*Listed entries*

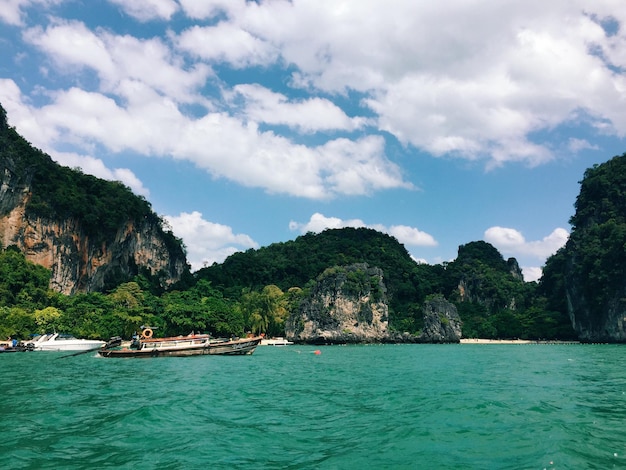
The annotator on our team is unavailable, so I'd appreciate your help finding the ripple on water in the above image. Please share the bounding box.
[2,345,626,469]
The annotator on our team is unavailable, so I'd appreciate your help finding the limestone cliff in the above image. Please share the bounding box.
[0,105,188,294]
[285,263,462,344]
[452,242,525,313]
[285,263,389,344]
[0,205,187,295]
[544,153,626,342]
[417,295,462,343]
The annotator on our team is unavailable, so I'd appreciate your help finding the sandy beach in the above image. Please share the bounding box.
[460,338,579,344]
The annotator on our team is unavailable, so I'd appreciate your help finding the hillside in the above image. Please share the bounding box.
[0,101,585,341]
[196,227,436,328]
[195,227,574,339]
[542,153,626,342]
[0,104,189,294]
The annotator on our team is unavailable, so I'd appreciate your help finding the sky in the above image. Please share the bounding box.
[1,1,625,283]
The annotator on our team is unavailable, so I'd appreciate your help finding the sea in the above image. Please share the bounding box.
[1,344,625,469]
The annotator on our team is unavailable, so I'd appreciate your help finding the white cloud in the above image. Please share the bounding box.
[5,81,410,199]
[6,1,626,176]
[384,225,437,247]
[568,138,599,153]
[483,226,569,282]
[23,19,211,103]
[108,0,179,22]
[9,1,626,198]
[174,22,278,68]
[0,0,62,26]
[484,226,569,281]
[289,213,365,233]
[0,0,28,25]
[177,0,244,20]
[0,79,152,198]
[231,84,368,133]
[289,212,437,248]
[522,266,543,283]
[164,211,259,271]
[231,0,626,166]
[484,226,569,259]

==

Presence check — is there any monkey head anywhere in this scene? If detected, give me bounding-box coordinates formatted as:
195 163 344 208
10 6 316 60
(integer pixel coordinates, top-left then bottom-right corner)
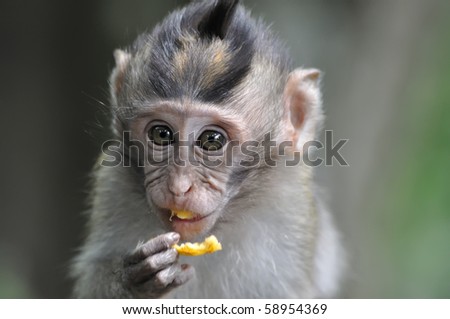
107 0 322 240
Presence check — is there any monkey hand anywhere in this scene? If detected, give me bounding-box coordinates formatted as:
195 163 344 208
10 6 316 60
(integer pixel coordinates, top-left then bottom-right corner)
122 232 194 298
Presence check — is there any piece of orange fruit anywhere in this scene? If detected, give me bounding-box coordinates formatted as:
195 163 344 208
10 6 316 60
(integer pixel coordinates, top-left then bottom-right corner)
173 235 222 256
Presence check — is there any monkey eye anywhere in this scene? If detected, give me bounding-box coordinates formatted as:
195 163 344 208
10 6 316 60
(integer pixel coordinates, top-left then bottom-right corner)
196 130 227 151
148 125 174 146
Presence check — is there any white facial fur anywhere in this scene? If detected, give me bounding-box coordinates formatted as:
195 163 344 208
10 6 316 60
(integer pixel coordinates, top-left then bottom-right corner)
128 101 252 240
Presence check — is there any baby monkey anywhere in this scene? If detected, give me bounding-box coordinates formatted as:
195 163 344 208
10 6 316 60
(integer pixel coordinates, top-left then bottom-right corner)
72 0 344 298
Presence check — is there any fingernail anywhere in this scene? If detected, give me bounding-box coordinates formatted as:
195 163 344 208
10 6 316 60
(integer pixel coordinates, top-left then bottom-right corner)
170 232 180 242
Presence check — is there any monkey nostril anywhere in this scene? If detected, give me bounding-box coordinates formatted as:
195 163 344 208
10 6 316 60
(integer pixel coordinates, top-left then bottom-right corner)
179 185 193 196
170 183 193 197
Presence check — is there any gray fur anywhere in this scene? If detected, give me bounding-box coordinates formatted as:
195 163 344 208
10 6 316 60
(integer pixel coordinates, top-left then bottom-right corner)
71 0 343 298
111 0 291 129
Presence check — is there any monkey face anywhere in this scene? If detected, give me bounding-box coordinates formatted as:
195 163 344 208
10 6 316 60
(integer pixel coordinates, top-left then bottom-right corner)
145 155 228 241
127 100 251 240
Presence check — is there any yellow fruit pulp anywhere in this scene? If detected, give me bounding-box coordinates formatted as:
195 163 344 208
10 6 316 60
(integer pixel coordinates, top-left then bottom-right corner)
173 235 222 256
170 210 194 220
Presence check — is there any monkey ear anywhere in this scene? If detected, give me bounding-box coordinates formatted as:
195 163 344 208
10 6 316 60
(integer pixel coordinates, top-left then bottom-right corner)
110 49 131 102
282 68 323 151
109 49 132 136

*Problem*
Lines of the listing that contain the word "scene" are to be counted; report only their number.

*Result*
12